EXERCISE OBJECTIVE: For every line below, set down an identical copy.

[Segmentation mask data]
####

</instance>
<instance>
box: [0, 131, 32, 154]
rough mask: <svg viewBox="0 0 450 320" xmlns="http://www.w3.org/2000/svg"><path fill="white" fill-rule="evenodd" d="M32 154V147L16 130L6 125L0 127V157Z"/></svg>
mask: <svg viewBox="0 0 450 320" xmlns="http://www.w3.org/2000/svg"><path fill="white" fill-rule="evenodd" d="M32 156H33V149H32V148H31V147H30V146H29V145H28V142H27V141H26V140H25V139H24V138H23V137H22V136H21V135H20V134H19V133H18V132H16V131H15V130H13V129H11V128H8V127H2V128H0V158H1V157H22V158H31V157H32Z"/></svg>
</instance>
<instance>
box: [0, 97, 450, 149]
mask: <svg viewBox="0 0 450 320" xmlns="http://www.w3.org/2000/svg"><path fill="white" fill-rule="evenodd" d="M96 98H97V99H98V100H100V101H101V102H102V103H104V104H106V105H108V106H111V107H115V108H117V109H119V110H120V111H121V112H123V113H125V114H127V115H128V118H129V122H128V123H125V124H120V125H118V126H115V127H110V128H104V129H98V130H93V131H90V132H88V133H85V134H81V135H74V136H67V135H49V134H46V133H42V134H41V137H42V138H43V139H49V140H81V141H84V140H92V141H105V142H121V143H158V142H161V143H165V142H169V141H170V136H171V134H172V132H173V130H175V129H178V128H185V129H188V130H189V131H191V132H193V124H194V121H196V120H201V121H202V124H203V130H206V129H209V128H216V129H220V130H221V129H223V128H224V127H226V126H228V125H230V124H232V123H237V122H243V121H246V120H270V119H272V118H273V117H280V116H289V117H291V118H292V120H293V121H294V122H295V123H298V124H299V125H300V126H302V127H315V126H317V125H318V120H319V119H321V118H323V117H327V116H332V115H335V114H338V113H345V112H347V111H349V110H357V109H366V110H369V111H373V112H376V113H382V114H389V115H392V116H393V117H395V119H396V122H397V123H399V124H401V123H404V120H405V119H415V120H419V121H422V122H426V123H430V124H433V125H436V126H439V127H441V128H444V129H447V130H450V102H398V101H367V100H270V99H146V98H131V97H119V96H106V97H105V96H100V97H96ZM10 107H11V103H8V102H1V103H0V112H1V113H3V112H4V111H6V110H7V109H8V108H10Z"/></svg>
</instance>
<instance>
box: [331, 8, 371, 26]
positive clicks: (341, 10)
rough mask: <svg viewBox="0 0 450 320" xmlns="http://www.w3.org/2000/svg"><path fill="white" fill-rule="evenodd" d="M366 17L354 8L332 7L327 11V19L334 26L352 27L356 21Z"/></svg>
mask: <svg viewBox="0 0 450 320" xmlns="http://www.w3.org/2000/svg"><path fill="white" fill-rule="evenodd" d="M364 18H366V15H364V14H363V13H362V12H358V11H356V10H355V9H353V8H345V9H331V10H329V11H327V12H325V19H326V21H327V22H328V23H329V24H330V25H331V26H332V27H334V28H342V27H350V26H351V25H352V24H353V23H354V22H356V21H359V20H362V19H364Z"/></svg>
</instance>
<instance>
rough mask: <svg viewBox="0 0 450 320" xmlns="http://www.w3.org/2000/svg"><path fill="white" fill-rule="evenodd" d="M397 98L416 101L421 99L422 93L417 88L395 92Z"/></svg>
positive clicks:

####

ANSWER FOR THIS EXERCISE:
</instance>
<instance>
box: [0, 131, 32, 154]
rough mask: <svg viewBox="0 0 450 320" xmlns="http://www.w3.org/2000/svg"><path fill="white" fill-rule="evenodd" d="M32 154V147L16 130L6 125L0 127V157Z"/></svg>
mask: <svg viewBox="0 0 450 320" xmlns="http://www.w3.org/2000/svg"><path fill="white" fill-rule="evenodd" d="M32 156H33V149H32V148H31V147H30V146H29V145H28V142H27V141H26V140H25V139H24V138H23V137H22V136H21V135H20V134H19V133H18V132H16V131H15V130H13V129H11V128H8V127H2V128H0V158H1V157H22V158H31V157H32Z"/></svg>
</instance>
<instance>
box: [0, 97, 450, 149]
mask: <svg viewBox="0 0 450 320" xmlns="http://www.w3.org/2000/svg"><path fill="white" fill-rule="evenodd" d="M96 98H97V99H98V100H100V101H101V102H102V103H104V104H106V105H108V106H111V107H115V108H117V109H119V110H120V111H121V112H123V113H125V114H127V115H128V118H129V122H128V123H125V124H120V125H118V126H115V127H110V128H104V129H98V130H93V131H90V132H88V133H85V134H81V135H74V136H67V135H49V134H46V133H42V134H41V137H42V138H43V139H49V140H81V141H84V140H92V141H105V142H121V143H158V142H161V143H165V142H169V141H170V136H171V134H172V132H173V130H175V129H178V128H185V129H188V130H189V131H191V132H193V124H194V121H196V120H201V121H202V124H203V130H206V129H209V128H216V129H220V130H221V129H223V128H224V127H226V126H228V125H230V124H232V123H237V122H243V121H246V120H270V119H272V118H273V117H280V116H289V117H291V118H292V120H293V121H294V122H295V123H298V124H299V125H300V126H302V127H315V126H317V125H318V120H319V119H321V118H323V117H327V116H332V115H335V114H338V113H345V112H347V111H349V110H357V109H366V110H369V111H373V112H376V113H382V114H389V115H392V116H393V117H395V119H396V122H397V123H399V124H401V123H404V120H405V119H415V120H419V121H422V122H426V123H430V124H433V125H436V126H439V127H441V128H444V129H447V130H450V102H398V101H367V100H270V99H146V98H131V97H119V96H106V97H105V96H100V97H96ZM10 107H11V103H8V102H1V103H0V112H1V113H3V112H4V111H6V110H7V109H8V108H10Z"/></svg>
</instance>
<instance>
box: [331, 8, 371, 26]
positive clicks: (341, 10)
rough mask: <svg viewBox="0 0 450 320" xmlns="http://www.w3.org/2000/svg"><path fill="white" fill-rule="evenodd" d="M366 17L354 8L332 7L327 11V19L334 26L352 27L356 21Z"/></svg>
mask: <svg viewBox="0 0 450 320" xmlns="http://www.w3.org/2000/svg"><path fill="white" fill-rule="evenodd" d="M364 18H366V15H364V14H363V13H362V12H358V11H356V10H355V9H353V8H345V9H331V10H329V11H327V12H325V19H326V21H327V22H328V23H329V24H330V25H331V26H332V27H334V28H342V27H350V26H351V25H352V24H353V23H354V22H356V21H359V20H362V19H364Z"/></svg>
</instance>
<instance>
rough mask: <svg viewBox="0 0 450 320" xmlns="http://www.w3.org/2000/svg"><path fill="white" fill-rule="evenodd" d="M397 98L416 101L421 99L422 93L417 88L395 92Z"/></svg>
positive clicks:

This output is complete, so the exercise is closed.